BEGIN DOCUMENT EXCERPT

Recources¶

• Git - Repository: http://bitbucket.org/paheld/dynamix
• Documentation: http://dynamix.readthedocs.org

Requirements¶

• SciPy
• NetworkX
• Matplotlib
• twitter

Tools¶

This file provides tools for event handling.

class dynamix.events.tools.MakeID[source]¶

Converter object for sender/receiver labels.

Methods

make_id(generator)[source]¶

Replaces all sender and receiver values by integer keys.

Parameters:	generator : iterable or single event Events

dynamix.events.tools.event_to_string(event)[source]¶

Converts the Event-Dictionary into a string representation.

Parameters:	event : dict Event in dict representation
Returns:	line : str String representation of the event

Notes

Example:

>>> event_to_string({"time":1,"sender":[1,2,3],"receiver":[4,5,6]})
'1;1,2,3;4,5,6'

>>> event_to_string({"time":1,"sender":[1,2,3]})
'1;1,2,3'

>>> event_to_string({"time":1,"sender":1,"receiver":2})
'1;1;2'

dynamix.events.tools.jitter_equal(generator, interval=(-1, 1))[source]¶

Adds noise to the event time.

This functions adds an equal distributed noise in the given interval to the time of the events.

Parameters:	generator : iterable or single event Events interval : tuple or list 2 element tuple with min and max jitter

Notes

Events could be out of order after adding jitter.

dynamix.events.tools.load(filename)[source]¶

Loads events from file

Parameters:	filename : str Filename which is used to load the data.

dynamix.events.tools.make_lists(event)[source]¶

Converts all sender and receiver literals into lists

dynamix.events.tools.make_literals(event)[source]¶

Converts all sender and receiver lists into literals if they contain only one element

dynamix.events.tools.random() → x in the interval [0, 1).¶

dynamix.events.tools.save(generator, filename)[source]¶

Saves events to file

Parameters:	generator : iterable or single event Events filename : str Filename which is used to save the file.

dynamix.events.tools.simplify(generator)[source]¶

Simplifies the compact representation with multiple sender and receivers.

The functions uses an iterator of events and creates for every sender-receiver combination a new event.

END DOCUMENT EXCERPT
BEGIN SOURCE MATERIAL

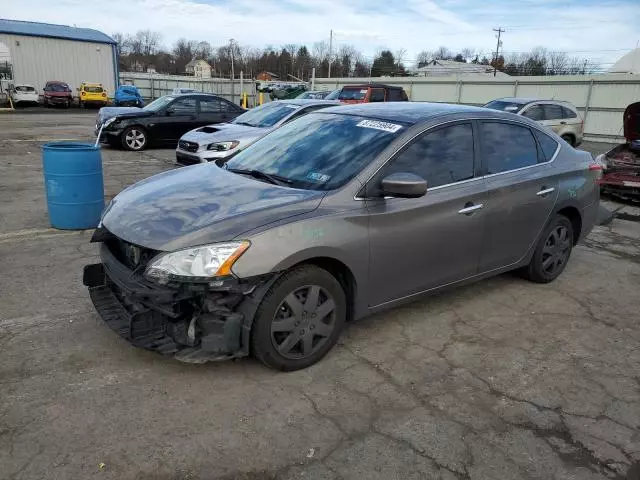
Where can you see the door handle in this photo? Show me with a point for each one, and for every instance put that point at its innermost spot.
(545, 191)
(469, 208)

END SOURCE MATERIAL

GIVEN PROBLEM
Reproduce the part of the event tools documentation that opens with "make_id(generator)[source]¶" and closes with "a string representation.", swapping "integer keys" for "numeric keys". The material isn't needed for this.

REPLY TO THE TASK
make_id(generator)[source]¶

Replaces all sender and receiver values by numeric keys.

Parameters:	generator : iterable or single event Events

dynamix.events.tools.event_to_string(event)[source]¶

Converts the Event-Dictionary into a string representation.